● Task instructions: Every record must be copied out exactly.

══ Data to use

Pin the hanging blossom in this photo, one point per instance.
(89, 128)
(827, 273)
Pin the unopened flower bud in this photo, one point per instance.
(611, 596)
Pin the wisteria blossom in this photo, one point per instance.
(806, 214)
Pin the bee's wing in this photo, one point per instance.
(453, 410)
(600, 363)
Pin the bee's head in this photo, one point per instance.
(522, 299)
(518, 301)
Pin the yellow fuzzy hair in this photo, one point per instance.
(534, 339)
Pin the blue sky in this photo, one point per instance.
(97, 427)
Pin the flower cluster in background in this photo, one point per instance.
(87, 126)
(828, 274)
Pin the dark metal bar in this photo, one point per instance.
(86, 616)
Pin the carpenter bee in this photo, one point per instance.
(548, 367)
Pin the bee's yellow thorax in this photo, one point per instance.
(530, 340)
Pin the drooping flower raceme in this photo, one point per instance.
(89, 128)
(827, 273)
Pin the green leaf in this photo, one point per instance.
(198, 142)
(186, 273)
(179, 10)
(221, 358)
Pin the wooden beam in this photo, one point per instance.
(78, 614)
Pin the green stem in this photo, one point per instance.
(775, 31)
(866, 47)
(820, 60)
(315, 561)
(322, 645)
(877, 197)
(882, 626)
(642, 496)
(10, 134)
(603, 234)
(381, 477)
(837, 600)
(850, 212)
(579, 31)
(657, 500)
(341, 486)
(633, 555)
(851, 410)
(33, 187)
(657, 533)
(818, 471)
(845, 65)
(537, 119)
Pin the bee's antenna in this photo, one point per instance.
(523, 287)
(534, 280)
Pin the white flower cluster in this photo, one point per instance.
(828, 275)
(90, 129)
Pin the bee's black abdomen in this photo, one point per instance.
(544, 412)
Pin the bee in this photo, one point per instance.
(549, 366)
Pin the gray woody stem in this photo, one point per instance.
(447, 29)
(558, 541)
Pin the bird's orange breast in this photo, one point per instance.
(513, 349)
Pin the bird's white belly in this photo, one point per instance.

════

● Your response:
Pin the hanging blossom in this photo, one point per instance.
(89, 128)
(827, 273)
Pin the unopened flower bud in this photo, one point per instance.
(611, 596)
Pin the wisteria blossom in this photo, one point per instance.
(806, 214)
Pin the bee's wing in this photo, one point per instance.
(453, 410)
(600, 363)
Pin the bee's head in this photo, one point per instance.
(522, 299)
(518, 301)
Pin the yellow fuzzy hair in this photo, one point per instance.
(534, 339)
Pin the blue sky in this photo, one point per instance.
(97, 427)
Pin the flower cluster in background in this photo, one point per instance.
(87, 126)
(828, 274)
Pin the dark metal bar in this photo, one point per instance.
(86, 616)
Pin the carpenter bee in this photo, one point per instance.
(548, 367)
Pin the bee's yellow thorax in this photo, one point per instance.
(530, 340)
Pin the drooping flower raceme in this photo, one point per instance.
(89, 128)
(827, 273)
Pin the green leaf in this photo, one point per instance.
(198, 142)
(186, 273)
(179, 10)
(221, 358)
Pin the wooden beam in this photo, one point per instance.
(78, 614)
Pin the green stem in this photo, one point per instance.
(775, 31)
(866, 47)
(820, 60)
(315, 561)
(322, 645)
(877, 197)
(882, 626)
(642, 496)
(10, 134)
(603, 234)
(381, 477)
(837, 600)
(850, 212)
(579, 31)
(657, 500)
(341, 486)
(633, 555)
(851, 410)
(33, 187)
(657, 533)
(818, 471)
(845, 65)
(537, 119)
Pin the bee's antenna in this photo, one point per instance.
(523, 287)
(534, 280)
Pin the white flower cluster in this photo, one point per instance.
(828, 275)
(90, 129)
Pin the bee's black abdomen in this photo, one point per instance.
(544, 412)
Pin the bee in this photo, one point per instance.
(549, 366)
Pin the gray woody stem in this photo, one point per instance.
(447, 29)
(558, 541)
Pin the bird's orange breast in this photo, one point per instance.
(513, 349)
Pin the bird's white belly in this photo, one point per instance.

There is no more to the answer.